=== EXERCISE GOAL ===
Give again, word for word, only the lines from the one containing "Teacher note: please indicate the parking" through the final line.

=== Some records ===
——————————
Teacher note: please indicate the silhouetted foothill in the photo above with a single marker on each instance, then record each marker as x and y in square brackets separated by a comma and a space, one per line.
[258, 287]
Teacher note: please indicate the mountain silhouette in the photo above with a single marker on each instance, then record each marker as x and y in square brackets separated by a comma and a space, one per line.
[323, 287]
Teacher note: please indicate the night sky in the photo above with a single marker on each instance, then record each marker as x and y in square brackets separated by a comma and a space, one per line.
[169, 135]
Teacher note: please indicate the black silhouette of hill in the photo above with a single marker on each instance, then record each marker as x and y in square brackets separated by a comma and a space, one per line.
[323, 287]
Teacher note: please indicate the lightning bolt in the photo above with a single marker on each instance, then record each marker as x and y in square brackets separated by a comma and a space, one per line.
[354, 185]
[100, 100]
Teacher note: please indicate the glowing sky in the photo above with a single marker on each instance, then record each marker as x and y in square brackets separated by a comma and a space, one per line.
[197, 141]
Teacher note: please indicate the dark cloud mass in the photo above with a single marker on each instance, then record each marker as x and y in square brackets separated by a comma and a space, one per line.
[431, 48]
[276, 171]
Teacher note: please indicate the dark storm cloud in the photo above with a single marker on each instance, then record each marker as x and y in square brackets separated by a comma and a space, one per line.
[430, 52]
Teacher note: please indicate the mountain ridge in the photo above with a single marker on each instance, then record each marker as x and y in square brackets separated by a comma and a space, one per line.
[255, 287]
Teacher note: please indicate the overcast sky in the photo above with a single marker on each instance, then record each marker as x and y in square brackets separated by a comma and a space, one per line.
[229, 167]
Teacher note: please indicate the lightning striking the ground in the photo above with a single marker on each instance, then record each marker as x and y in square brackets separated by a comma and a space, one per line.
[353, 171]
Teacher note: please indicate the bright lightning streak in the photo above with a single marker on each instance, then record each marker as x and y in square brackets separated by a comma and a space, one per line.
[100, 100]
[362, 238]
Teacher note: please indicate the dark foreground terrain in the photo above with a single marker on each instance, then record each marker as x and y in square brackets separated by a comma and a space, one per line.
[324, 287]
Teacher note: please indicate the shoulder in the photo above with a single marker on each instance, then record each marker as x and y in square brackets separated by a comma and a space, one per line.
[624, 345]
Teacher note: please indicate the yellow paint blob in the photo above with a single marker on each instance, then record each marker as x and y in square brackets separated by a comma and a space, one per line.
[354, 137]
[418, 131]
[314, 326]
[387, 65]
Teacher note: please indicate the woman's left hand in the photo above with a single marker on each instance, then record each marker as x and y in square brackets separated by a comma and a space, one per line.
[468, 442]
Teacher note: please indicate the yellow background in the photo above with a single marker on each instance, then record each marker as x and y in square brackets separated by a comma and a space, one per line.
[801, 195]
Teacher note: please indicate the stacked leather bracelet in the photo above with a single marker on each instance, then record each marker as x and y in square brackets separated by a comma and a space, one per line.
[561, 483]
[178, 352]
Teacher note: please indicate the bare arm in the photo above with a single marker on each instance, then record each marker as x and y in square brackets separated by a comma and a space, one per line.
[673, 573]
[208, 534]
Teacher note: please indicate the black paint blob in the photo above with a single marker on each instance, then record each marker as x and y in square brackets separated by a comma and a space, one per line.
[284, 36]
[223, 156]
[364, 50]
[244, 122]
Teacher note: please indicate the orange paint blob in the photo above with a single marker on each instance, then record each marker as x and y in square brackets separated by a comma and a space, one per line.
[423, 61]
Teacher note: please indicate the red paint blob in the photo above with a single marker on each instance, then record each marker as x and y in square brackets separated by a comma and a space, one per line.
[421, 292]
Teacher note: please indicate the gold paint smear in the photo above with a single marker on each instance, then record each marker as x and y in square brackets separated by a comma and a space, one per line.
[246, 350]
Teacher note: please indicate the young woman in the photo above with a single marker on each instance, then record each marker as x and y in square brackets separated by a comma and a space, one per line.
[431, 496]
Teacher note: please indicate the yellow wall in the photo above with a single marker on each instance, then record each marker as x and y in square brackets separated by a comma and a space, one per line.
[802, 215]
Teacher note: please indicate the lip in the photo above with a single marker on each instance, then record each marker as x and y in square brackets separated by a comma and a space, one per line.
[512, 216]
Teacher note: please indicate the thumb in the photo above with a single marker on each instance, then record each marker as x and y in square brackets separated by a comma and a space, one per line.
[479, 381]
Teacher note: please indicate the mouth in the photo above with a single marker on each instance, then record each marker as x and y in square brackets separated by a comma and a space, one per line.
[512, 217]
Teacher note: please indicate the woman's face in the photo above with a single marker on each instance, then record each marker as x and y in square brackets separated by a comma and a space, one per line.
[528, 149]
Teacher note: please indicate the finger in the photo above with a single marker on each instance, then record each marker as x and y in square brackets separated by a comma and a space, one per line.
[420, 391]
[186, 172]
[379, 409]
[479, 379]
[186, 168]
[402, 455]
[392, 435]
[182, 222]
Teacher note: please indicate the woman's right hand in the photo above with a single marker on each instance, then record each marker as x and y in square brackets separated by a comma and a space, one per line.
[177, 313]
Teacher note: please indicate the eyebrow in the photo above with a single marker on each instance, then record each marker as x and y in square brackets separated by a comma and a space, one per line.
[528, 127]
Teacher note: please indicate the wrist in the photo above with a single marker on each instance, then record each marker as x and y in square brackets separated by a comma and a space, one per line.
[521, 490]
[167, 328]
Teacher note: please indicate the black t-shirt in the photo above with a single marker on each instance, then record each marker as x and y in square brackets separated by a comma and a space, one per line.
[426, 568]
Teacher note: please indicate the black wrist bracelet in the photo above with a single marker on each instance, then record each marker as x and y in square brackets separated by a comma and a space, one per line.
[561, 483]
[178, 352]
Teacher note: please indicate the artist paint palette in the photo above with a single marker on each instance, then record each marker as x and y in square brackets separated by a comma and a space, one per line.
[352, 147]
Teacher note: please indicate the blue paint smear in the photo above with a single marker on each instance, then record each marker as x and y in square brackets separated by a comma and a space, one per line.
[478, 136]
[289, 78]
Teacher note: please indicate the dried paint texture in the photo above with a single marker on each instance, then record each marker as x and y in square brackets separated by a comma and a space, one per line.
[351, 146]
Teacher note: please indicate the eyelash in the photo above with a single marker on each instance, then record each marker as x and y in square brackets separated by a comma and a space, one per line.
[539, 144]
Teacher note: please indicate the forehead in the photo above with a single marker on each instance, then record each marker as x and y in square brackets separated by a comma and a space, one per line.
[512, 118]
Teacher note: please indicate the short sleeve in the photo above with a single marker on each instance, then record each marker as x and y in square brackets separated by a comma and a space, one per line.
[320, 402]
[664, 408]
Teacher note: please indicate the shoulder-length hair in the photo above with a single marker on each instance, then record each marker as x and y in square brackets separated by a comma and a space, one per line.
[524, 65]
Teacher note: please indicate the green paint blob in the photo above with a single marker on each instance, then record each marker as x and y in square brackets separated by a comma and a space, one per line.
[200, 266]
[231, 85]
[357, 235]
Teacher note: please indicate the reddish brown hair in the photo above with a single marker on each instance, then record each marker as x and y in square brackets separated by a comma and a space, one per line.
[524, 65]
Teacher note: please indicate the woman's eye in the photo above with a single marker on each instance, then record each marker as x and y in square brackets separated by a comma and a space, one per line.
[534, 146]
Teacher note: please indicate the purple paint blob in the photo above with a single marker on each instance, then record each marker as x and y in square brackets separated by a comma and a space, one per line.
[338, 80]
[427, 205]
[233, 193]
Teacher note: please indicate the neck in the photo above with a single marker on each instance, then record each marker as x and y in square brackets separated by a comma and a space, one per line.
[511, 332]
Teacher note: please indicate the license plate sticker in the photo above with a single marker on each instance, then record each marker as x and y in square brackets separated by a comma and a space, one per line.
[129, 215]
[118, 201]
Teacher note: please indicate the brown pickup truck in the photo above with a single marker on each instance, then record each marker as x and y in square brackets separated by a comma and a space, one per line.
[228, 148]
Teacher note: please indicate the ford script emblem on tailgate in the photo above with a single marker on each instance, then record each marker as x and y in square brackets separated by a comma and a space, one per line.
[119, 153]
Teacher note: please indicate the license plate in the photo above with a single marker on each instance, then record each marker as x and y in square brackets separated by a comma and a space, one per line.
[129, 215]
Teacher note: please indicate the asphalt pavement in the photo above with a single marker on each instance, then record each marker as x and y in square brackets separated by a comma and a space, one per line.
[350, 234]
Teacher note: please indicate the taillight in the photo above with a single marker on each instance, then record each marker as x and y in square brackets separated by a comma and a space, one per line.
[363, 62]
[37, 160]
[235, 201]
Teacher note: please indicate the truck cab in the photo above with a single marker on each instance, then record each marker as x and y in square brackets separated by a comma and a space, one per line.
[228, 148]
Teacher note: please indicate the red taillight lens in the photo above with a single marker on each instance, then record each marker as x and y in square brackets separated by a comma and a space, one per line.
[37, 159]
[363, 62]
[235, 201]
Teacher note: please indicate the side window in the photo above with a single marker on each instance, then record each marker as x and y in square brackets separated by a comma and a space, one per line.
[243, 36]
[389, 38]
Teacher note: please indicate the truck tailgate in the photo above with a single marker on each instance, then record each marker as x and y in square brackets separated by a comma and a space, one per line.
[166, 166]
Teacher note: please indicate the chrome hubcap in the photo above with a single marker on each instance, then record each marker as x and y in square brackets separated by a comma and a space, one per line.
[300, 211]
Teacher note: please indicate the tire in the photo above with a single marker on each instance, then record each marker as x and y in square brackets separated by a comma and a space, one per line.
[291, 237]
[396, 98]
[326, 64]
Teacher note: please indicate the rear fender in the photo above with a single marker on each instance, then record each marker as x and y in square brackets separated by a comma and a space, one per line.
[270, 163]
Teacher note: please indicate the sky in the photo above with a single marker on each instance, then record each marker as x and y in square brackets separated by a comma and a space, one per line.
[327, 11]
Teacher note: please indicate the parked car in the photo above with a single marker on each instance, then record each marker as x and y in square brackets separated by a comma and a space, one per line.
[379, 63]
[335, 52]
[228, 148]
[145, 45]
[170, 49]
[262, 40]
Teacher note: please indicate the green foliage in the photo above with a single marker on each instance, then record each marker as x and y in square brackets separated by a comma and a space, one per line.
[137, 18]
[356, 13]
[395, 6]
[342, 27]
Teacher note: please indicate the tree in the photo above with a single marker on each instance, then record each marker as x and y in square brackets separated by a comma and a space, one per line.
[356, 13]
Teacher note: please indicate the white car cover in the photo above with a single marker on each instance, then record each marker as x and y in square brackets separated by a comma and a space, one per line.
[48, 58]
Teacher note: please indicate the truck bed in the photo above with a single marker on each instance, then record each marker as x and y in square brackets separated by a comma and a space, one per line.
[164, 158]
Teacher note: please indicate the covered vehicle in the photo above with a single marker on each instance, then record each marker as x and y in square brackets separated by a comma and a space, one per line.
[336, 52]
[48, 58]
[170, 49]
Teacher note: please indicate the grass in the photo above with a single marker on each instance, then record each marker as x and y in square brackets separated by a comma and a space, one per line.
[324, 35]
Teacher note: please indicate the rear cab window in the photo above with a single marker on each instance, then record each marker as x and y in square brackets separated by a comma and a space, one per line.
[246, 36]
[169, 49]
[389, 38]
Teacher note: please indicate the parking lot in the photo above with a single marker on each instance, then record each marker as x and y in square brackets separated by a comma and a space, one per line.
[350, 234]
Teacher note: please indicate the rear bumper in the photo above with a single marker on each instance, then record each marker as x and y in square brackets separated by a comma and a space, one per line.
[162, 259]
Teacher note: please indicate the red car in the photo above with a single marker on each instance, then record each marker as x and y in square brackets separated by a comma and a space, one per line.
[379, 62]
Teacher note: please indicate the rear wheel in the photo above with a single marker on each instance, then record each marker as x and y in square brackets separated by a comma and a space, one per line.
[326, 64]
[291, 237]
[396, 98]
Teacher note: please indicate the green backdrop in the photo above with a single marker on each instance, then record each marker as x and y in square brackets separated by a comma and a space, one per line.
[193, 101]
——————————
=== TASK RESPONSE ===
Teacher note: please indicate the parking lot in the photo above with a single marker on each instance, then record each marker as x and y in square brackets separated by a comma and a space, one per line.
[350, 234]
Teacher note: please indicate the rear bumper in the photo above with a single marker on each instance, then record each marker as x and y in square brackets separated by a comma and a space, one per line.
[162, 259]
Teacher note: please indicate the red car in the photo above with a single marker on each instance, then record each marker as x and y in square brackets separated by a comma and a space, one per line.
[379, 62]
Teacher note: please indicate the rear wheel in the photo above with a single marker on each instance, then record each marker as x and y in square brackets separated by a comma and a space, one per line.
[326, 64]
[291, 237]
[396, 98]
Teacher note: please indicate the green backdrop in the photo above with a single marker on each instance, then record each marker as x and y in square brackets separated by a comma and a space, one per line.
[193, 101]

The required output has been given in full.